Referring expression data

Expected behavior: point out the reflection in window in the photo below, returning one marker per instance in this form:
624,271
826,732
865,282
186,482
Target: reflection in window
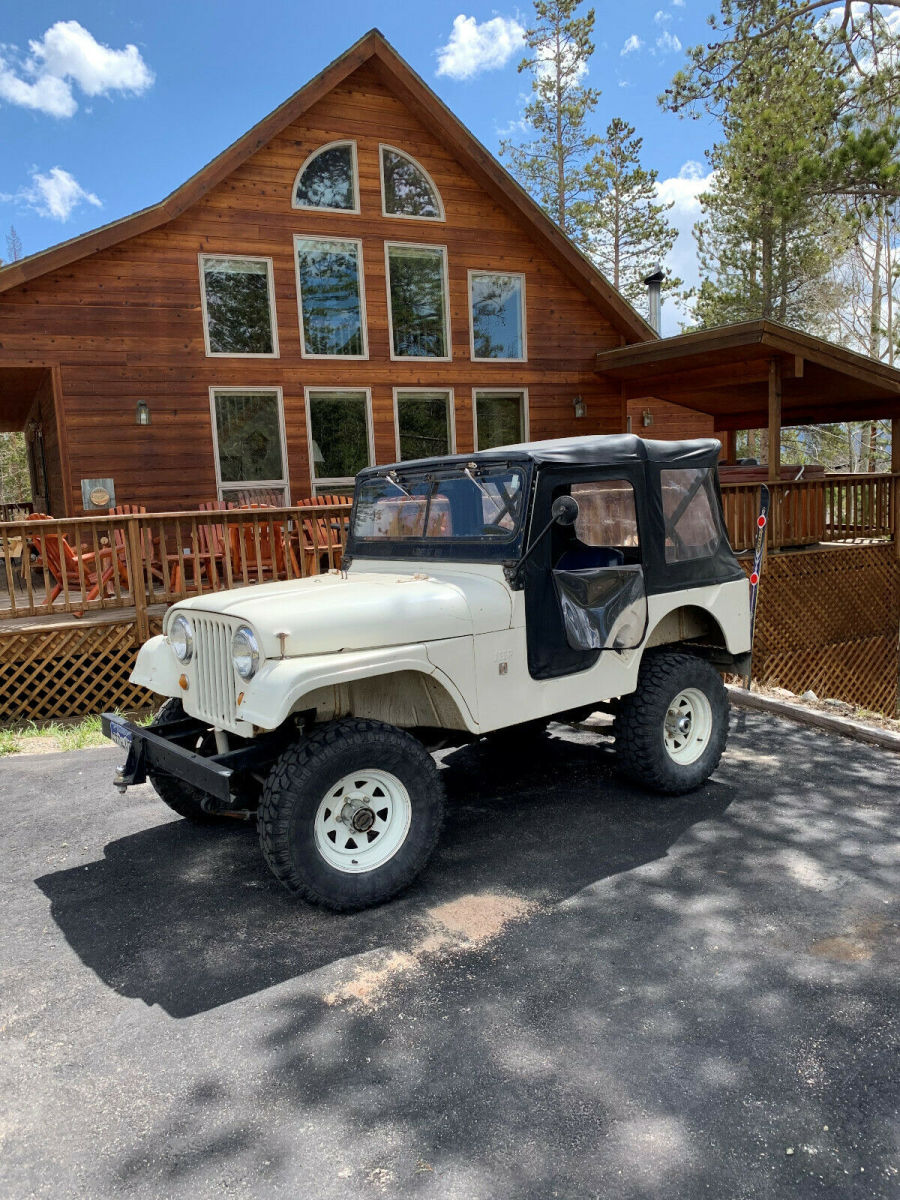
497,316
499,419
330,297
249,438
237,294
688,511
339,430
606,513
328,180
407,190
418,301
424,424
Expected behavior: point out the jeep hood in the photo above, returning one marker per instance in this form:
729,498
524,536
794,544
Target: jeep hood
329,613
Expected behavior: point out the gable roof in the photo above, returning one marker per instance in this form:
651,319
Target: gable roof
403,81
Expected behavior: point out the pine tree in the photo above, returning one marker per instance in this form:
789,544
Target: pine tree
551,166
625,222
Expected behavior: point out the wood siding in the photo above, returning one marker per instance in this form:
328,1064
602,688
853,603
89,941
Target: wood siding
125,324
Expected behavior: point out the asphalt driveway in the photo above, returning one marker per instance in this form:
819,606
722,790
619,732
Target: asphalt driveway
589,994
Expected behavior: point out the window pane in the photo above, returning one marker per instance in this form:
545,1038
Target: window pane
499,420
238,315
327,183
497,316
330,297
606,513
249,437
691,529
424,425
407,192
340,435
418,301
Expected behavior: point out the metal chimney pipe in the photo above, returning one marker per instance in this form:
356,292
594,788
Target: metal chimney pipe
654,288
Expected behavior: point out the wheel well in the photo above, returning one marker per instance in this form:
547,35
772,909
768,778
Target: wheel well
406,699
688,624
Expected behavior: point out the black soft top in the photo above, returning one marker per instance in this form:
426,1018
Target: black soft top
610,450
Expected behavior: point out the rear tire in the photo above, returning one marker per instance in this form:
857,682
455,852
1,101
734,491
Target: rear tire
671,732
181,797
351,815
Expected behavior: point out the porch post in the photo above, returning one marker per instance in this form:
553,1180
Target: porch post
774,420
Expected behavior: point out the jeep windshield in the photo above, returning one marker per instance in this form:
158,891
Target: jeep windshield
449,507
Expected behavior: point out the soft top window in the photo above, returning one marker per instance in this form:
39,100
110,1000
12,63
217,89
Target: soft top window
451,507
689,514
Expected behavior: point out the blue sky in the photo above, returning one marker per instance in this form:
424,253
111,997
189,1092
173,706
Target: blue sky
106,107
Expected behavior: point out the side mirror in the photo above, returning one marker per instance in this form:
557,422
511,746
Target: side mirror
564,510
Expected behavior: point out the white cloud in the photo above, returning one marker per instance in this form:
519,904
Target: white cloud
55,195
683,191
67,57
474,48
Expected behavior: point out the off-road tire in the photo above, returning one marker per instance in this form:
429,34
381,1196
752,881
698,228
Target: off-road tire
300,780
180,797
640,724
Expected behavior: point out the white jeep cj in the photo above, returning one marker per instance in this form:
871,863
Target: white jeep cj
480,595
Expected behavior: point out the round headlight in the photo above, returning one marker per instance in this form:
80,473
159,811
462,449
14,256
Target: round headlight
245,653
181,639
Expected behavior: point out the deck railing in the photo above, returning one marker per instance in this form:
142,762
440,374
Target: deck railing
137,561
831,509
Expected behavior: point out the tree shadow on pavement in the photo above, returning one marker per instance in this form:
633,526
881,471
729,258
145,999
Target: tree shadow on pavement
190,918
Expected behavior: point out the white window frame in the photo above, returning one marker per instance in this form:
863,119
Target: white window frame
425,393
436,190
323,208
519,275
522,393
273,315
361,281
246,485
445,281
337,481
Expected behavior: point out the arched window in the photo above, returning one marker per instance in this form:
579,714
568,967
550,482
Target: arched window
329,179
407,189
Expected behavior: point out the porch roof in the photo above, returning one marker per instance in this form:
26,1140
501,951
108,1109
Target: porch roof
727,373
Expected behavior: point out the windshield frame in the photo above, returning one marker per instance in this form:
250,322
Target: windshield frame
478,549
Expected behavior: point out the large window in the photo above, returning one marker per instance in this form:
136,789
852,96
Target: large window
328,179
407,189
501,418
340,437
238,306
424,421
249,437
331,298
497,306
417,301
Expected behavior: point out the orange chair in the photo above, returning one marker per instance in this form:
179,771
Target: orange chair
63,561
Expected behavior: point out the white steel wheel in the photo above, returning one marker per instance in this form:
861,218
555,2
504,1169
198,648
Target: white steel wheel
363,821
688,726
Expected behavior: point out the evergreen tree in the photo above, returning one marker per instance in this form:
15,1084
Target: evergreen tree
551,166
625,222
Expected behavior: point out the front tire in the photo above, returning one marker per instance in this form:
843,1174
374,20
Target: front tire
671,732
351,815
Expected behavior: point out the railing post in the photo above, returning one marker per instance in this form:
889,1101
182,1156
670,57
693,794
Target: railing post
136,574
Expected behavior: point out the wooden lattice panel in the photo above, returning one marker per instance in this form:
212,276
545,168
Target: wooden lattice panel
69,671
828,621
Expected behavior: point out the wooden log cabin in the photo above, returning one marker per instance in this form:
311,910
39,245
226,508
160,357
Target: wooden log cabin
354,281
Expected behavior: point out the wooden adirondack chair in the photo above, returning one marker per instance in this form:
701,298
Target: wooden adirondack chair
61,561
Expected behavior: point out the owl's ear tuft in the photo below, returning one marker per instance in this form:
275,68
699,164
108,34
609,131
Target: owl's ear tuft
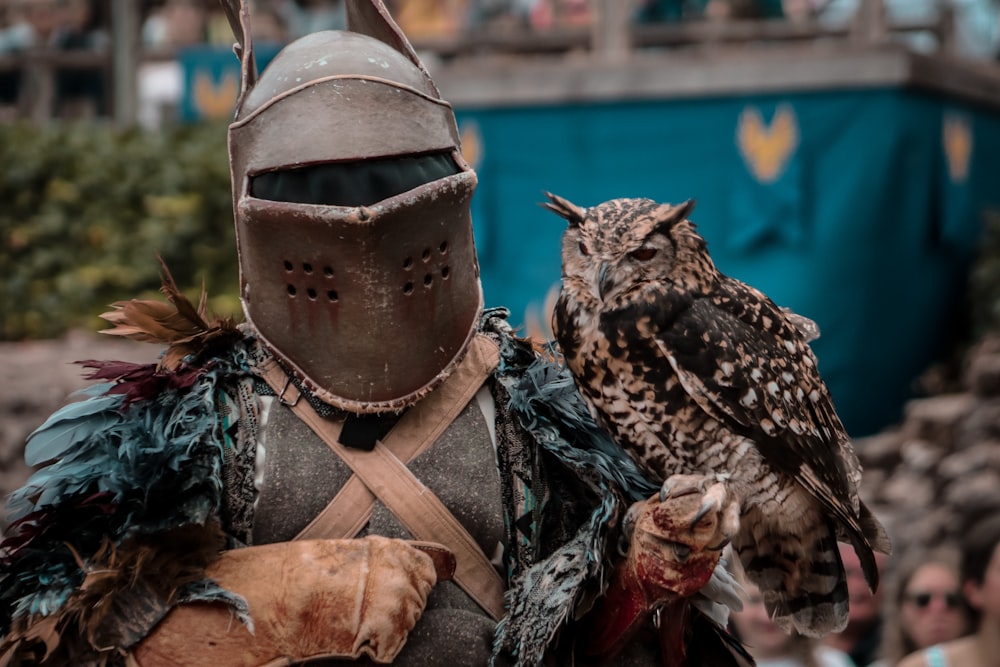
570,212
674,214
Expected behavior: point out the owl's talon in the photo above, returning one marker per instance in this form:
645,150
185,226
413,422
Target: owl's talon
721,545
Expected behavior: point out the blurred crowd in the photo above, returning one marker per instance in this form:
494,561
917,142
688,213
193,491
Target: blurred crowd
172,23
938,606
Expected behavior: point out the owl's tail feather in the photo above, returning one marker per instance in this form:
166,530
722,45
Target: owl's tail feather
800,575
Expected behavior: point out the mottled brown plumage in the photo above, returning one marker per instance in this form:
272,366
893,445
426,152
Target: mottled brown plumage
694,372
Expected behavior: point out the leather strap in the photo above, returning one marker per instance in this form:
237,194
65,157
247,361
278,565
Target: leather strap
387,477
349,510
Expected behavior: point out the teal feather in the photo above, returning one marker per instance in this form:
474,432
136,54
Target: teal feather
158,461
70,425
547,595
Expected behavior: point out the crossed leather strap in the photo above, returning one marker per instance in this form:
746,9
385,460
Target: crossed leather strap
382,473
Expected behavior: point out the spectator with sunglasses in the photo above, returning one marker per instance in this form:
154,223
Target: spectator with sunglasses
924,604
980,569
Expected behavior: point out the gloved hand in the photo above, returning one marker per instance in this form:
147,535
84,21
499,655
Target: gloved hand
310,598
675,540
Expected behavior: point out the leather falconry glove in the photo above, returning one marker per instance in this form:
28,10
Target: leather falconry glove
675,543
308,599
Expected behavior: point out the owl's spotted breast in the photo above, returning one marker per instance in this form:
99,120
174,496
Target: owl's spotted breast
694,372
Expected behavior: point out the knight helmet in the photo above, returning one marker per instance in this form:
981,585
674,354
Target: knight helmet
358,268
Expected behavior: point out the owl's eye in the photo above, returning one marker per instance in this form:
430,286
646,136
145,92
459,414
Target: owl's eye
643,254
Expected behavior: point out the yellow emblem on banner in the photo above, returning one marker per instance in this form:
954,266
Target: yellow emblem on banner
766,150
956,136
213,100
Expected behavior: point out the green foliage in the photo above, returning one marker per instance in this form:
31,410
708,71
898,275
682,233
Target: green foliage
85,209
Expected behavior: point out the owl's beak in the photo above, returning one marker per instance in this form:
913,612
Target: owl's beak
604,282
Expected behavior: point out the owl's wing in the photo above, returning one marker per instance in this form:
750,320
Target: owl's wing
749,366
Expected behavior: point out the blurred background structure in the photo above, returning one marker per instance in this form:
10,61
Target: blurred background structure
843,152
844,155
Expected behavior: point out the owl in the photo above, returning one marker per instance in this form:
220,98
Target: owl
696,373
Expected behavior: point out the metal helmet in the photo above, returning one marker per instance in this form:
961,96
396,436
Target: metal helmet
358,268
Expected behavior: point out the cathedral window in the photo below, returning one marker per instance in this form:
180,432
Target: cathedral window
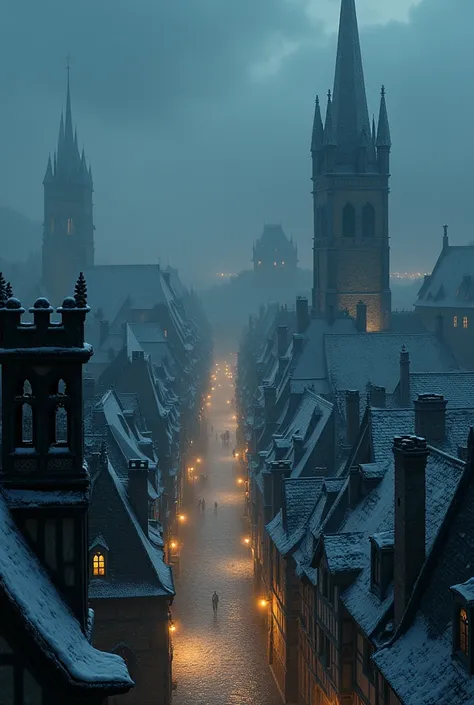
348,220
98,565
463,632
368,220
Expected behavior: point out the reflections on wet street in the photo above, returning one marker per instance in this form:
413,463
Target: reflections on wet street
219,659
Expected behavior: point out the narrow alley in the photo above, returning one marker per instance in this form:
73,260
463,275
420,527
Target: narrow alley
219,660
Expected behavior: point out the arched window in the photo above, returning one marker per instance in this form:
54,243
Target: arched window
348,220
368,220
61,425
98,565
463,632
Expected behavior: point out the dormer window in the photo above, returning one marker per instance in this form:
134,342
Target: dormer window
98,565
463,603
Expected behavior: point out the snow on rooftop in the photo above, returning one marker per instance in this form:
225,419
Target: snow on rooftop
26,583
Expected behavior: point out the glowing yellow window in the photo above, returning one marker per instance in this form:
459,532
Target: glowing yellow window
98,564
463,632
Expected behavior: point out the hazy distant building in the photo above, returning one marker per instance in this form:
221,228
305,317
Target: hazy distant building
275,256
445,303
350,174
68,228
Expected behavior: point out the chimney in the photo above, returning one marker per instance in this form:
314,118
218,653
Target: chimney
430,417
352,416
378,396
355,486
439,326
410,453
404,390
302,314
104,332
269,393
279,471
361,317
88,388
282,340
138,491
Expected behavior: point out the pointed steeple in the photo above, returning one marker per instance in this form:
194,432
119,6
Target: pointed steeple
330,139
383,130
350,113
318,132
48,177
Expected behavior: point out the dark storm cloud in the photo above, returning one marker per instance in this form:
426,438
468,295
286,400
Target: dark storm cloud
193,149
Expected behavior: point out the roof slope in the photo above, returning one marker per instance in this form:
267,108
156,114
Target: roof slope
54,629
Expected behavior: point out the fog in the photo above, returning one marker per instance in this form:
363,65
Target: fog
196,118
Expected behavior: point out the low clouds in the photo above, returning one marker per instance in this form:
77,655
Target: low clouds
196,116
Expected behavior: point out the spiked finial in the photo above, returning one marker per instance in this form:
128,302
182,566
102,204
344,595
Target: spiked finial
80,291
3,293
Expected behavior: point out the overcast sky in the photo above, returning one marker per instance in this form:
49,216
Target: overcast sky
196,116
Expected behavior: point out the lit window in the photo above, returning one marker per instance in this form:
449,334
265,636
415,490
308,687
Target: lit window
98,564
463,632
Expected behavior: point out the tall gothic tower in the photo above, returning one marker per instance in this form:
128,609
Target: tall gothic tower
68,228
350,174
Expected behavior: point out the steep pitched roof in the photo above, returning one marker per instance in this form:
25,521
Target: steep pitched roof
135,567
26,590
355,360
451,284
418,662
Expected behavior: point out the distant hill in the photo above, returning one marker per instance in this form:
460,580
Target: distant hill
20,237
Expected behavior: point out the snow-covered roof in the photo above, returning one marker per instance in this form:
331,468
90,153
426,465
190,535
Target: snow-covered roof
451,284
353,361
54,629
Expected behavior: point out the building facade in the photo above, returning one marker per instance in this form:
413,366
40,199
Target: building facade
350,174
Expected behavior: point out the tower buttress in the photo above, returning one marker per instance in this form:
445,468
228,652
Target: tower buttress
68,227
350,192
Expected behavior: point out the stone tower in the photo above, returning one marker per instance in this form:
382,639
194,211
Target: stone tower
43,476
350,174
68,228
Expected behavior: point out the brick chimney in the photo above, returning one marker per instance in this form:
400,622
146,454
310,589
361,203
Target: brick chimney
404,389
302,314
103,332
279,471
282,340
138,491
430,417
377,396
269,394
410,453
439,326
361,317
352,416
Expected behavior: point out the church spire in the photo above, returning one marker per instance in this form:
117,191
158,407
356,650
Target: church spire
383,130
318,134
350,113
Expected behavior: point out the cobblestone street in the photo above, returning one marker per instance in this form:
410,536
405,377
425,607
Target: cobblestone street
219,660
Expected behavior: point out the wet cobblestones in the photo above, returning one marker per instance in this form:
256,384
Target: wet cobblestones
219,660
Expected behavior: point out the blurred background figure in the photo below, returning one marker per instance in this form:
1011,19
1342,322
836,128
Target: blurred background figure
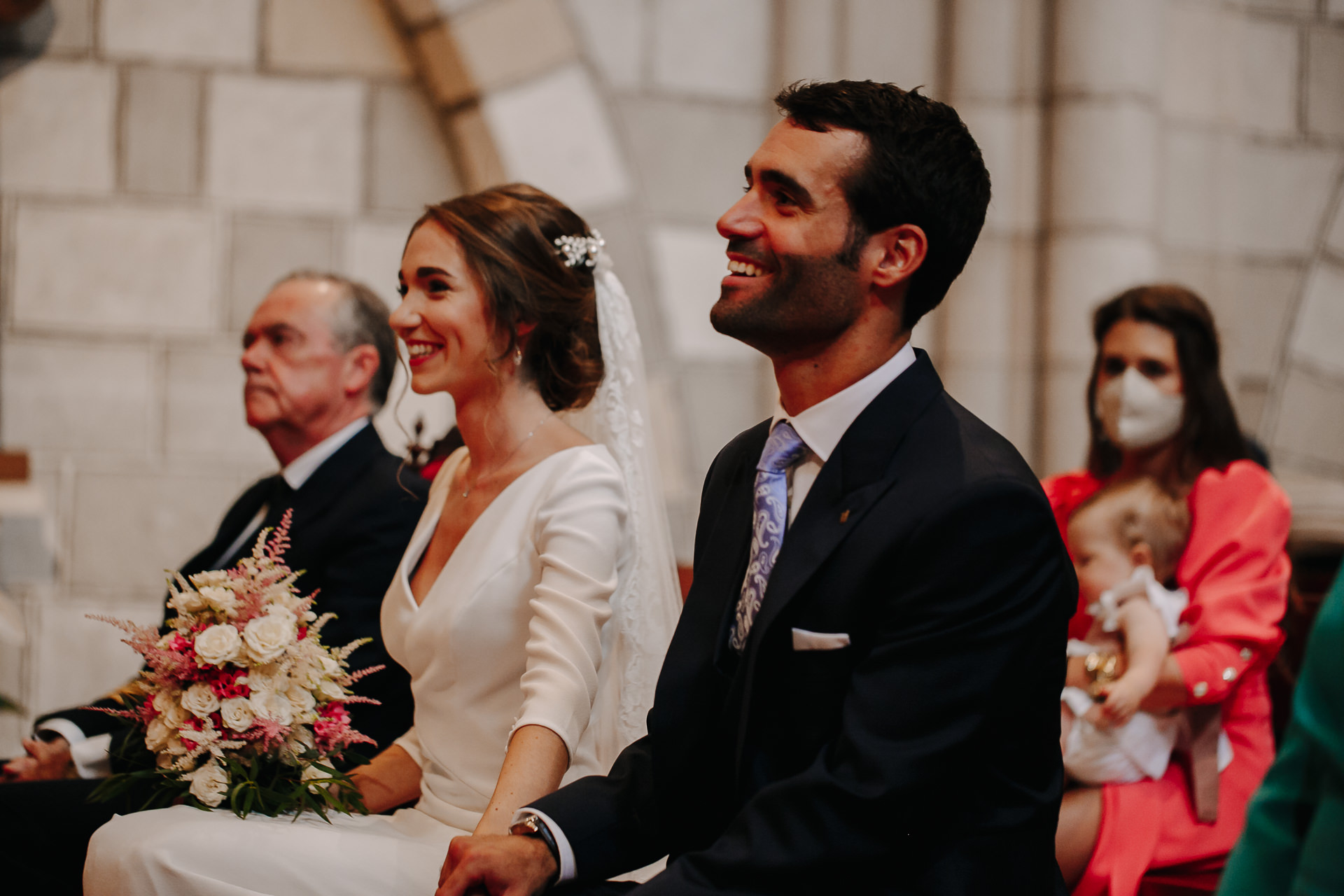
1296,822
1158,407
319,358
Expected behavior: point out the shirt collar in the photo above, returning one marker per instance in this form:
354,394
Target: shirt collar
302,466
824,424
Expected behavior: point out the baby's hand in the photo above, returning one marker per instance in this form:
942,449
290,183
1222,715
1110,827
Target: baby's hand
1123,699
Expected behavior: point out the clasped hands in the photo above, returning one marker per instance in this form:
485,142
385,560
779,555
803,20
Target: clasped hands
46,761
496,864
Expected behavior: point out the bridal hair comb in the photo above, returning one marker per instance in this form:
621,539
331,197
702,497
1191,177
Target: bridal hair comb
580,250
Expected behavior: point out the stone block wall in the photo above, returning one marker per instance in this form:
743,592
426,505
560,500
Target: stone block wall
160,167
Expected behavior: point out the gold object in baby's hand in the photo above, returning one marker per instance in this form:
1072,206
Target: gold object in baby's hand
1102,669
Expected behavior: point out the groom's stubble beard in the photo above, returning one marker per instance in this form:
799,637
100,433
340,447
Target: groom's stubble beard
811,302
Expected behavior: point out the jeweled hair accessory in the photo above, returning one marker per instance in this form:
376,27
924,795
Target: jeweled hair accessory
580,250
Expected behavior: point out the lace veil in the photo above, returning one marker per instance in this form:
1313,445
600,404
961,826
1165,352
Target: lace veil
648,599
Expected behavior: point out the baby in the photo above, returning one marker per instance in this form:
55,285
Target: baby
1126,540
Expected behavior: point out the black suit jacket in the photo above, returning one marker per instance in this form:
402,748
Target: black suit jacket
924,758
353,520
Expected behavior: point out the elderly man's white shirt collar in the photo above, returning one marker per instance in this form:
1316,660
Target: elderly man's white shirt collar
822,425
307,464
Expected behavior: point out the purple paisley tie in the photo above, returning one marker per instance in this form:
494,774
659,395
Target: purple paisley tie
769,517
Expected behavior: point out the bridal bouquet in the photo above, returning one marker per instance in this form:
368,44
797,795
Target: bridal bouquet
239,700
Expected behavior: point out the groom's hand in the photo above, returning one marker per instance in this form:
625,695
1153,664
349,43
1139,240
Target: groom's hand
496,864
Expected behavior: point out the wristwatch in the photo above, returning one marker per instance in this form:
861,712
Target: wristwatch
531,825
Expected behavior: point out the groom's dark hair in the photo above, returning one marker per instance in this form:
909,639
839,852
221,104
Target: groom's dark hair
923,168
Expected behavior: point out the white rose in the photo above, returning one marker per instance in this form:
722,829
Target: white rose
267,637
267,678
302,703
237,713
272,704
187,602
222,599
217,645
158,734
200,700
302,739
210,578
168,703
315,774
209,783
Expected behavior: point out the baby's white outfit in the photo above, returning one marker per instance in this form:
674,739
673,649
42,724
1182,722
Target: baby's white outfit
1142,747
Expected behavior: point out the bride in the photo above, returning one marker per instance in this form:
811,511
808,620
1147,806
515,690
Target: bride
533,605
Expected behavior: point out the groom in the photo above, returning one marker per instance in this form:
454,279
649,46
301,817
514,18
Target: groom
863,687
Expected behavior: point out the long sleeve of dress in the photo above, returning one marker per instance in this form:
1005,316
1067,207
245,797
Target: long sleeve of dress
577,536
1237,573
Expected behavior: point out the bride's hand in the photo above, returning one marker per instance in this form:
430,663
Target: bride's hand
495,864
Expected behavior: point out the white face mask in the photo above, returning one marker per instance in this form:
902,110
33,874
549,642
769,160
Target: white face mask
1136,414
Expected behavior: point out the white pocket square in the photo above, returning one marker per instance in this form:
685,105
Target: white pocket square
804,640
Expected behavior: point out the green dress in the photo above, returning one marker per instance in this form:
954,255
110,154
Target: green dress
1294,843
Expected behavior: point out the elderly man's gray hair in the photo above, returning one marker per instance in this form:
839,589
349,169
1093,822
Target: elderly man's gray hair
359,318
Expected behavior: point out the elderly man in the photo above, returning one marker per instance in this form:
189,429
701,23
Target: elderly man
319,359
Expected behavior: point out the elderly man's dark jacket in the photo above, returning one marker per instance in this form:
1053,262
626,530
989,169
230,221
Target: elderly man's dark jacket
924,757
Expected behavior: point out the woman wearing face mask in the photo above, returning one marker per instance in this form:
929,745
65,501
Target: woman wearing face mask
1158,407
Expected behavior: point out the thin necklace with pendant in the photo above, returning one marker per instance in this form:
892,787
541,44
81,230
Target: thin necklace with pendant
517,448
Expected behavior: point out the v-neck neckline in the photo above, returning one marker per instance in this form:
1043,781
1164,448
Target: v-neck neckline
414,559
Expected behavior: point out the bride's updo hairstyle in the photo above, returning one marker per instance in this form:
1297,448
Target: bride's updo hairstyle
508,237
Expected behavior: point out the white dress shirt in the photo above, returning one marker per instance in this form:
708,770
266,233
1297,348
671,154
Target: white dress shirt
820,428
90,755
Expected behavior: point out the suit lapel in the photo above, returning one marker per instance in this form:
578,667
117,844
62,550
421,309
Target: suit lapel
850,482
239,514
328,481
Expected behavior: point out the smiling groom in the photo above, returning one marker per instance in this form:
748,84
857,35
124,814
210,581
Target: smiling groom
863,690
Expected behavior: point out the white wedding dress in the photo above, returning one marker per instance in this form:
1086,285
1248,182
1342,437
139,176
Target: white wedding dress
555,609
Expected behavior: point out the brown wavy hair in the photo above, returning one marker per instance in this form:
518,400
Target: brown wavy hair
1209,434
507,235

Your objective
Whenever the word "below" occurs in a line above, copy that line.

Written response
Expected behavior: point out the reflection in window in the photo below, returning one marker per instance in this form:
Expected behavior: point out the owl's ear tuft in the photo below, returning one marker per instance in this form:
Expected behavior: point out the cathedral window in the photo below, returning one marker per instance in this form:
Expected behavior: point out the blurred background figure in the photo below, returning one marker per instance in this form:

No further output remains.